TASK DATA:
==*==

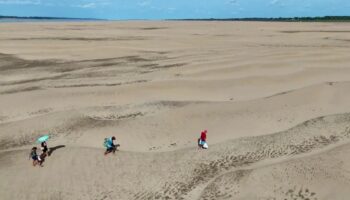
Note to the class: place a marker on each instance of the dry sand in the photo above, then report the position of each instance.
(273, 96)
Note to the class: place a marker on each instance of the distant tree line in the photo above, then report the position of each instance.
(44, 18)
(283, 19)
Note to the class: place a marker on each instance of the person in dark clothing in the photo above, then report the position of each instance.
(110, 145)
(34, 156)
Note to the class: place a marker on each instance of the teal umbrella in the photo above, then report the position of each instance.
(43, 138)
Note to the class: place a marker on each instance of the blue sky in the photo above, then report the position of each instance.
(173, 9)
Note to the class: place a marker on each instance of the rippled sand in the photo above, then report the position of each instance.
(273, 97)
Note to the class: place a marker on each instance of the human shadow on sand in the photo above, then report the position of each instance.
(52, 149)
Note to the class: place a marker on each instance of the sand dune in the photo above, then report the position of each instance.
(273, 97)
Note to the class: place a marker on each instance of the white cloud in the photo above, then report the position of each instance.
(87, 5)
(232, 2)
(21, 2)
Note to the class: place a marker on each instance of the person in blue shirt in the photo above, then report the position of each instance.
(110, 145)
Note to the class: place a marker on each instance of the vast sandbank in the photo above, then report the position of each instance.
(273, 97)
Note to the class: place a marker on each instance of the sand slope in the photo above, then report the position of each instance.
(273, 97)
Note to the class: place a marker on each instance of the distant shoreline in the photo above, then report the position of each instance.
(256, 19)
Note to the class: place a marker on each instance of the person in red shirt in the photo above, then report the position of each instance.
(204, 136)
(203, 139)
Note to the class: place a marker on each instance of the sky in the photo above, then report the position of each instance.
(174, 9)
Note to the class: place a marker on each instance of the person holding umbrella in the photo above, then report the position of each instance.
(34, 156)
(44, 147)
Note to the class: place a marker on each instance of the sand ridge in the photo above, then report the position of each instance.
(273, 97)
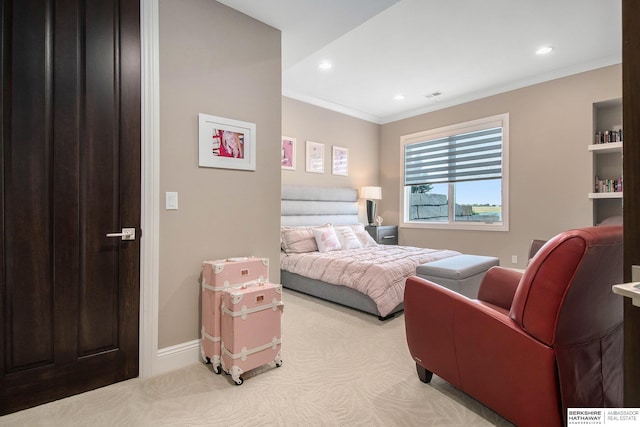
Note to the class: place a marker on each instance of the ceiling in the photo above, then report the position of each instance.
(461, 49)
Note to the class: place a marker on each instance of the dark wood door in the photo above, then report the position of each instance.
(70, 174)
(631, 206)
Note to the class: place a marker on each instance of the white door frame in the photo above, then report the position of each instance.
(150, 177)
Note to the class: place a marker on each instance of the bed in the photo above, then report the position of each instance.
(368, 277)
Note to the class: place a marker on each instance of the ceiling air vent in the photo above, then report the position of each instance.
(433, 94)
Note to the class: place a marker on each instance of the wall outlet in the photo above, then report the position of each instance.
(171, 200)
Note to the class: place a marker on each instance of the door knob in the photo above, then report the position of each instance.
(127, 234)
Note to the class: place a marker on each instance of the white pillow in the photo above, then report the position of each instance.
(326, 239)
(347, 238)
(298, 240)
(365, 239)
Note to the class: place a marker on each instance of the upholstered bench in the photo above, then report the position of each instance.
(460, 273)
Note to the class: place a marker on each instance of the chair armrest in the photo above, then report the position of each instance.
(471, 345)
(499, 286)
(534, 248)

==*==

GIVEN INSTRUCTION:
Give again only the lines of the material above that run from the one with "of the wall" through the end, both included, exactly as they appear.

ANSWER TO THE EXERCISE:
Note to the class: place a marker on each instance of the wall outlet in the photo above, then report the position of each instance.
(171, 200)
Note to the class: place a marker on each instance of the door knob in the photo above, then report the position of each instance.
(127, 234)
Note to the class: place a marker on each instance of the white pillow in the photo above, then report the position of each instance.
(326, 239)
(347, 238)
(298, 240)
(365, 239)
Note to the class: place a marker on each instance of the upholstered bench in the photo above, then report the position of each instance.
(460, 273)
Note to the class: place a marker on each instance of the chair armrest in the photo above, then report the position of each instance.
(471, 345)
(499, 286)
(534, 248)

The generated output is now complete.